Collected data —
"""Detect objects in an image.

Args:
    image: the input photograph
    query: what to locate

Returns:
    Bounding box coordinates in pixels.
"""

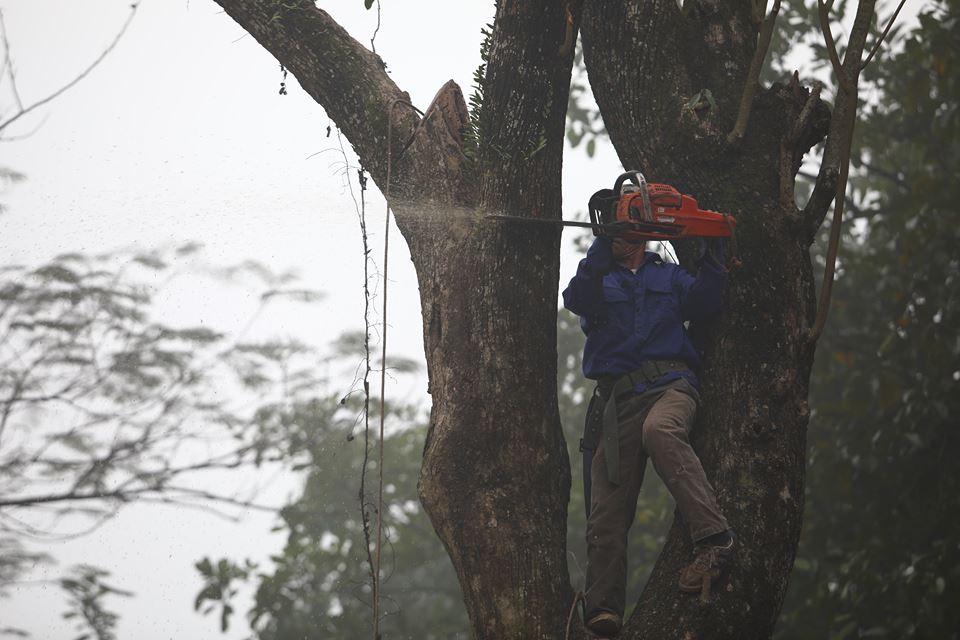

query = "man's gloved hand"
[697,238,727,269]
[587,236,613,276]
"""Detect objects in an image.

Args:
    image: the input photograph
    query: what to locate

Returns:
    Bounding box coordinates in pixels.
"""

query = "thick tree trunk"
[582,0,829,639]
[217,0,872,640]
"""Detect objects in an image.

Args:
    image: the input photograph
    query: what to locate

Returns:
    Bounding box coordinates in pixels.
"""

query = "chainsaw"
[487,171,737,243]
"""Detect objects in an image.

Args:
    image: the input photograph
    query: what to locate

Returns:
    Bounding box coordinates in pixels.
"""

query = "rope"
[373,98,421,640]
[563,591,585,640]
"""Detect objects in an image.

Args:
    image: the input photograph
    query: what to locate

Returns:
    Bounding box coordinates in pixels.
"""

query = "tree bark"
[582,0,844,639]
[217,0,579,640]
[217,0,872,640]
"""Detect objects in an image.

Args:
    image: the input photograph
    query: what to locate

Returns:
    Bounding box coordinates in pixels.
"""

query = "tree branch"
[860,0,907,71]
[210,0,419,190]
[0,486,279,513]
[0,3,139,133]
[727,0,780,144]
[803,0,876,232]
[809,0,876,342]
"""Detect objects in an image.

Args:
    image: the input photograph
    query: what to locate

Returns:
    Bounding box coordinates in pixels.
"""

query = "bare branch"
[0,3,139,132]
[727,0,780,144]
[0,11,23,111]
[216,0,419,190]
[817,0,855,94]
[860,0,907,71]
[0,485,279,513]
[803,0,875,230]
[809,0,875,342]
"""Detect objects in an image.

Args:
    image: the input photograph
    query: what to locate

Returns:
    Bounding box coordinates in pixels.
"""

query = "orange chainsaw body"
[611,183,737,241]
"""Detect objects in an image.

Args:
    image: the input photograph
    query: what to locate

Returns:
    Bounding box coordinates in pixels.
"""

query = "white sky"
[0,0,921,640]
[0,0,620,640]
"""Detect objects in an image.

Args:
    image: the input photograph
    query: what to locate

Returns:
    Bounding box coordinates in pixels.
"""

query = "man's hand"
[587,236,613,276]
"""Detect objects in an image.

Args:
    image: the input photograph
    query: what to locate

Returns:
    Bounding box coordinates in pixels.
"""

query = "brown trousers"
[586,380,729,617]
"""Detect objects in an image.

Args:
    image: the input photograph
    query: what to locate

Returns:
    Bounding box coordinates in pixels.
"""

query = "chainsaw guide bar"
[485,171,737,243]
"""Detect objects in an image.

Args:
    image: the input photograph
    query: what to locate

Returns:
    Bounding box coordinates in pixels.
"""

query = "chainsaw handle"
[613,171,647,196]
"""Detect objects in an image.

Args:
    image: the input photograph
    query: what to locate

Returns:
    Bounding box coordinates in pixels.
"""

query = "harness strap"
[597,360,690,484]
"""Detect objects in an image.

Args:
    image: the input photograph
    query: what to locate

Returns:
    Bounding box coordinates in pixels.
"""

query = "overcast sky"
[0,0,620,640]
[0,0,921,640]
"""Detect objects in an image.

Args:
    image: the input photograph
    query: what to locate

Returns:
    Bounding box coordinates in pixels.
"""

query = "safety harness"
[580,360,690,517]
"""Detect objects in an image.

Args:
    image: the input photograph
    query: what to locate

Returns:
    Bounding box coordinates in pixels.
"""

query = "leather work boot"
[586,611,623,638]
[680,538,735,602]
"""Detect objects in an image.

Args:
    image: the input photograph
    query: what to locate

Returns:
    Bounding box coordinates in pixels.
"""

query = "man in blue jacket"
[563,236,734,637]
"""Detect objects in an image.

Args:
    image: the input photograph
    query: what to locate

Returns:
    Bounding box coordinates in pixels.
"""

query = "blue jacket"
[563,236,727,393]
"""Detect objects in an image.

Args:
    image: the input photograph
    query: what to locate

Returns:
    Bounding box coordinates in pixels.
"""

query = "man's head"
[613,238,647,269]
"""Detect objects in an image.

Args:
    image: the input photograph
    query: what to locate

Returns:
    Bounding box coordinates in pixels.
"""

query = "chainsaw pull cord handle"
[613,171,653,222]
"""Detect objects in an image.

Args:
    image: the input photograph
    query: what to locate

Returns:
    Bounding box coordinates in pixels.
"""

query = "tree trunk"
[217,0,872,640]
[582,0,829,639]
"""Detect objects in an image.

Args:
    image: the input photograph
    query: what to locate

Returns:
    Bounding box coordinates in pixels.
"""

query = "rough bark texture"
[582,0,829,640]
[217,0,868,640]
[211,0,579,640]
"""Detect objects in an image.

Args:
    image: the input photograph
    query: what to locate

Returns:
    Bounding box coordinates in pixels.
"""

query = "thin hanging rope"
[373,98,421,640]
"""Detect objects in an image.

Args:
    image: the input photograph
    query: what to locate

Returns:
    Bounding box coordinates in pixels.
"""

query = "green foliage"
[60,565,133,640]
[463,23,493,163]
[778,3,960,638]
[0,244,317,638]
[198,396,469,640]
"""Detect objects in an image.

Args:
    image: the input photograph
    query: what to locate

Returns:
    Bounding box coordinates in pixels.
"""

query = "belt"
[597,360,690,484]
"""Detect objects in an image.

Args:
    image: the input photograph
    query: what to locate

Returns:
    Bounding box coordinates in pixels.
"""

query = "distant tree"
[778,2,960,639]
[206,0,888,640]
[0,244,318,633]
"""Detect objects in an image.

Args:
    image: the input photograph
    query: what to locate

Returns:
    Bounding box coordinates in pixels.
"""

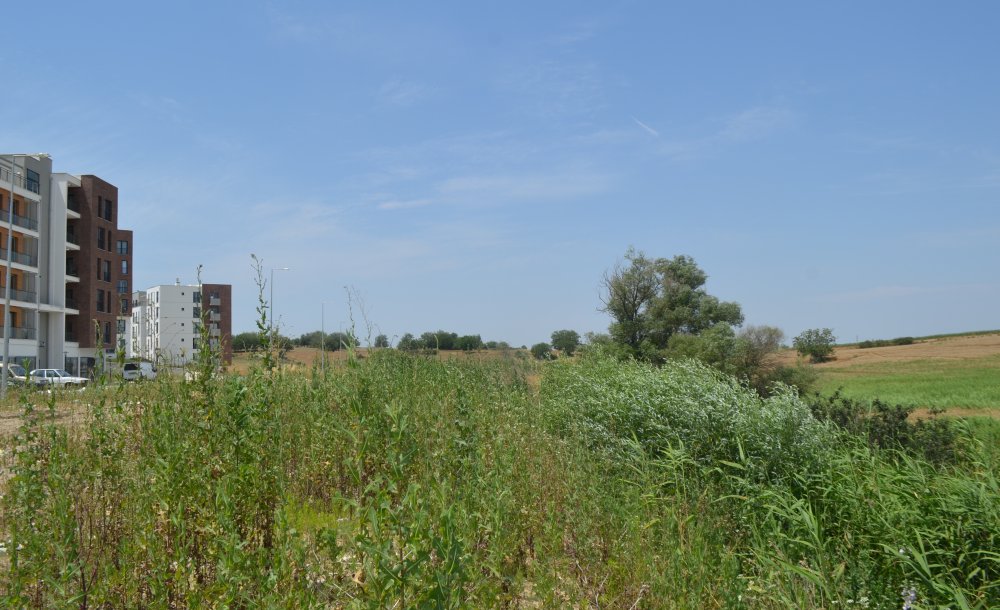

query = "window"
[27,169,40,193]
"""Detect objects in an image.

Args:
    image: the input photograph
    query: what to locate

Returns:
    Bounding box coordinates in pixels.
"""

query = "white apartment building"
[126,280,231,367]
[0,154,132,375]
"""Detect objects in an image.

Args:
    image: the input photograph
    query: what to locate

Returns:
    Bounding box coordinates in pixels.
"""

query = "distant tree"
[531,343,552,360]
[396,333,421,352]
[602,248,743,360]
[552,330,580,356]
[231,332,260,352]
[454,335,483,352]
[792,328,837,362]
[420,330,458,349]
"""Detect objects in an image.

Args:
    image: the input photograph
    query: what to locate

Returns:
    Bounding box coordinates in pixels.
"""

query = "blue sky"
[0,0,1000,345]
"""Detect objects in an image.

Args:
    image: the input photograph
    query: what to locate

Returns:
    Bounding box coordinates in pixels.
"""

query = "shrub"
[531,343,552,360]
[792,328,837,362]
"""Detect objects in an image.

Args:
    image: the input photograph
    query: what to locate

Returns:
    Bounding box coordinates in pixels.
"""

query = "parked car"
[30,369,90,387]
[0,362,28,385]
[122,362,156,381]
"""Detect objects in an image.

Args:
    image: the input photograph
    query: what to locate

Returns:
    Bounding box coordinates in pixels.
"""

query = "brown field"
[778,333,1000,370]
[229,347,523,373]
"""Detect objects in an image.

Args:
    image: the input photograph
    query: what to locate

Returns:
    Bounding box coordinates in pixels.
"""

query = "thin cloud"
[375,78,431,107]
[632,117,660,138]
[718,106,795,142]
[816,284,992,303]
[376,199,434,210]
[656,106,797,161]
[437,171,611,202]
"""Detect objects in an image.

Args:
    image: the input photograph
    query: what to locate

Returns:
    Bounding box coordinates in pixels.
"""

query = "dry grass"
[778,333,1000,370]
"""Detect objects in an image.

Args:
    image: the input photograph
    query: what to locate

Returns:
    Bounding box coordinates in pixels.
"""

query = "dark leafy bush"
[809,390,964,464]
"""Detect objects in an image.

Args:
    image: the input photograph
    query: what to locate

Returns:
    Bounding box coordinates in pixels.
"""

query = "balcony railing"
[0,248,38,267]
[0,286,35,303]
[9,212,38,231]
[0,324,35,339]
[0,167,41,194]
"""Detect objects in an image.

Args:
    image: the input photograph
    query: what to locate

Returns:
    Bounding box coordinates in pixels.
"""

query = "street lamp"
[268,267,289,332]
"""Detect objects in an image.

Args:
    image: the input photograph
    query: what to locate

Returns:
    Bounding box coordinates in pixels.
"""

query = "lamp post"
[268,267,288,334]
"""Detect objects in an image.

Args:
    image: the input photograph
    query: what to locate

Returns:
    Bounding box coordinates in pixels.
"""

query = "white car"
[122,362,156,381]
[30,369,90,387]
[0,362,28,385]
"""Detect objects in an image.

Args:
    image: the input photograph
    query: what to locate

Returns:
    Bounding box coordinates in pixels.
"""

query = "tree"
[531,343,552,360]
[792,328,837,362]
[454,335,483,352]
[396,333,420,352]
[231,332,260,352]
[602,248,743,360]
[552,330,580,356]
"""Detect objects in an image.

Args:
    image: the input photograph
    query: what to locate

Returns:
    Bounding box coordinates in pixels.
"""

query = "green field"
[818,355,1000,410]
[0,350,1000,609]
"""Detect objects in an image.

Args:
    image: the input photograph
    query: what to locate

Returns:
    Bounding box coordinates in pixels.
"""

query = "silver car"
[30,369,90,387]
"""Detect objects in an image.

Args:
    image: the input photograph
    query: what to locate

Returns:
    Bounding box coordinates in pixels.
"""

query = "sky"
[0,0,1000,345]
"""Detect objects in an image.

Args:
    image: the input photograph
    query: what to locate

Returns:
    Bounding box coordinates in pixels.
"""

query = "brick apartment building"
[0,154,133,375]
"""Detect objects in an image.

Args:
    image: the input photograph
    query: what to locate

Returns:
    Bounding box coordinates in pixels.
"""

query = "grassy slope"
[800,331,1000,411]
[818,356,1000,410]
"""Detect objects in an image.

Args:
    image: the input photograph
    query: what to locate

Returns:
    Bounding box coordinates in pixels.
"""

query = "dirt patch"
[908,407,1000,421]
[777,333,1000,369]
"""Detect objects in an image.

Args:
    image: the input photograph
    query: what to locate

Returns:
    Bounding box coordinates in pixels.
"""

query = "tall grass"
[0,342,1000,608]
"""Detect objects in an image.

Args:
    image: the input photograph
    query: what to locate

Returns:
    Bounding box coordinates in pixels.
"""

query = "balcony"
[0,248,38,267]
[0,167,42,195]
[0,286,35,303]
[0,326,36,339]
[8,212,38,231]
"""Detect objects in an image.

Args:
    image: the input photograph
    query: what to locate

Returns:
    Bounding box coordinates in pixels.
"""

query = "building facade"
[0,154,133,376]
[126,281,233,367]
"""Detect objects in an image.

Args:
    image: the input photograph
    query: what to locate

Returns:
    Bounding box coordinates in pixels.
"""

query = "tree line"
[588,248,835,395]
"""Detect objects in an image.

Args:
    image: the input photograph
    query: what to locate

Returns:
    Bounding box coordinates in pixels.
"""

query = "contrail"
[632,117,660,138]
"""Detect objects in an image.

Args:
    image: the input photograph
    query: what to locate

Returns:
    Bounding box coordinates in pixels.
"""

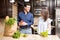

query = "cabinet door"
[0,0,6,18]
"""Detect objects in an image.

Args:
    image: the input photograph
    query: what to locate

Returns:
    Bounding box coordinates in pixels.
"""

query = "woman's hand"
[19,21,28,26]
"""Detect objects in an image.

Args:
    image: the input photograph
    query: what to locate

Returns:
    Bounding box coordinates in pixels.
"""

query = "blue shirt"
[18,11,34,27]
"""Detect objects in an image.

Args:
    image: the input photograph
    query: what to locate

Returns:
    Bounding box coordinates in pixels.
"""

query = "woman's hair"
[41,9,49,21]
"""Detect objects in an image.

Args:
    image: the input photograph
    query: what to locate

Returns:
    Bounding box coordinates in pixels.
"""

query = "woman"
[37,9,52,34]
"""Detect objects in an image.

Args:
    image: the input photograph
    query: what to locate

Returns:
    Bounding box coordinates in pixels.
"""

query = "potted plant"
[4,16,17,36]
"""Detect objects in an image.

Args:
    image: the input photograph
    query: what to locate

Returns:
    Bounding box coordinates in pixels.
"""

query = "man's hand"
[19,21,28,26]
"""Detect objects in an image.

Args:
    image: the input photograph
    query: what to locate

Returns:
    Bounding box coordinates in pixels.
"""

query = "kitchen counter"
[0,34,60,40]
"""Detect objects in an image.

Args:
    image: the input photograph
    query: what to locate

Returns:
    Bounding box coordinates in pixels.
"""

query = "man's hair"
[24,3,30,7]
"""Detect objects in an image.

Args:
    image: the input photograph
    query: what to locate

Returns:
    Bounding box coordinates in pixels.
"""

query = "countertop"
[0,34,60,40]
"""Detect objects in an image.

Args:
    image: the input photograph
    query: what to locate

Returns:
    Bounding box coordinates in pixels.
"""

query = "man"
[18,4,34,34]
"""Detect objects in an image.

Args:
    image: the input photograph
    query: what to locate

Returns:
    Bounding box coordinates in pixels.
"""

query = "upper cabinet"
[0,0,12,18]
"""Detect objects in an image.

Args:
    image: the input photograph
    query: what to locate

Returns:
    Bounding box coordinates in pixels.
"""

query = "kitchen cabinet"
[0,0,12,18]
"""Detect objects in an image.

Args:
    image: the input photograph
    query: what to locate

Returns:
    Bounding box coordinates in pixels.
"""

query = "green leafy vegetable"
[5,18,16,25]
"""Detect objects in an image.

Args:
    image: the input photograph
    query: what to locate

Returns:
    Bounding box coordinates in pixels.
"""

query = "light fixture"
[10,0,15,3]
[24,0,30,2]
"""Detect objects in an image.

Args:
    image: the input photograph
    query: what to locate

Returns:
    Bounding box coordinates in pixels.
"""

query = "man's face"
[24,5,30,12]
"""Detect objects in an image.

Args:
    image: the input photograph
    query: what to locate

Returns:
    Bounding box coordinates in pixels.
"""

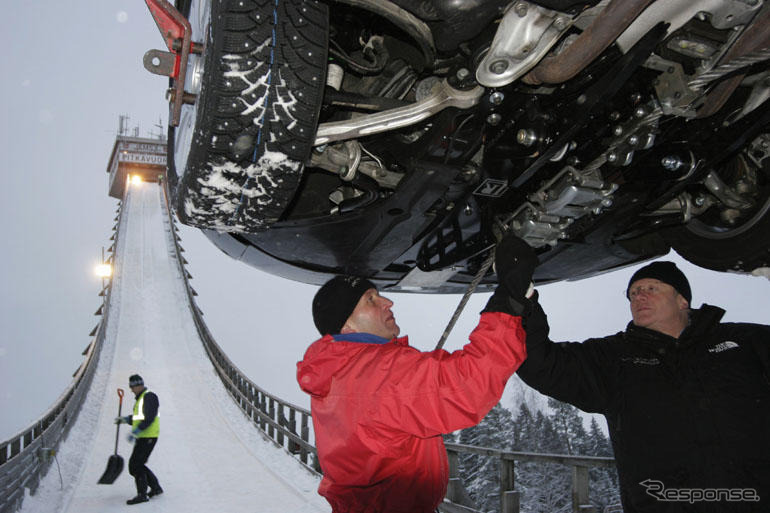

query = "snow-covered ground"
[22,183,329,513]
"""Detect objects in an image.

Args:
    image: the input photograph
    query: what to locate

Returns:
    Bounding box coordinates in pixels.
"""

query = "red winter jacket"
[297,312,526,513]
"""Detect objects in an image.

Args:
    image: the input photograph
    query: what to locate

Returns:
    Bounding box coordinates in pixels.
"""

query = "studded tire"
[169,0,329,233]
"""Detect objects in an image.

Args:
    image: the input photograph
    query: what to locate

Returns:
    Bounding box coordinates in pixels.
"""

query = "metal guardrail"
[440,443,615,513]
[0,207,122,513]
[161,183,321,475]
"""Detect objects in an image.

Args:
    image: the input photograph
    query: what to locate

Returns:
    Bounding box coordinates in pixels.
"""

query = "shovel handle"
[115,388,123,456]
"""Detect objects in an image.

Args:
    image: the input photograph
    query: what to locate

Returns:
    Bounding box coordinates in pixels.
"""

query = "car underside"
[142,0,770,293]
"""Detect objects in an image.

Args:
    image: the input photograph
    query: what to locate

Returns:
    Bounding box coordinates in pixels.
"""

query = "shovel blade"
[99,454,123,484]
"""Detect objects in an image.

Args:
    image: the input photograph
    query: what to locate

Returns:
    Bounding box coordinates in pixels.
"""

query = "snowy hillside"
[22,183,329,513]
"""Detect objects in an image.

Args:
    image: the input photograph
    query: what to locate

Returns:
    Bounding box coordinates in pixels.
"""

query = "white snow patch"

WHAT TO DO —
Reproduce the records verbatim from their start through the line that contains "[563,591,585,640]", leaving out the pictures.

IN RESPONSE —
"""Detect objects in an image.

Args:
    image: the input photograph
    query: what to locate

Returns:
    Bounding box coordinates in pixels.
"""


query = "man's gloved hand"
[697,238,727,269]
[587,236,613,276]
"""Detect objects in an image.

Args:
    image: the input photograph
    query: what to locate

Returns:
    Bounding box coordinates in pixels.
"""

query = "thick tree trunk"
[582,0,829,639]
[217,0,872,640]
"""Detect objects in an image.

Args:
    image: the input photograph
    query: what to locate

Returns:
    Bounding box coordinates in pixels.
"""

query = "chainsaw"
[487,171,737,243]
"""Detect objects in an image.

Args:
    image: the input photograph
    query: what to locate

Returns:
    Bounding box coordinates in pixels.
"""

query = "rope"
[373,98,421,640]
[563,591,585,640]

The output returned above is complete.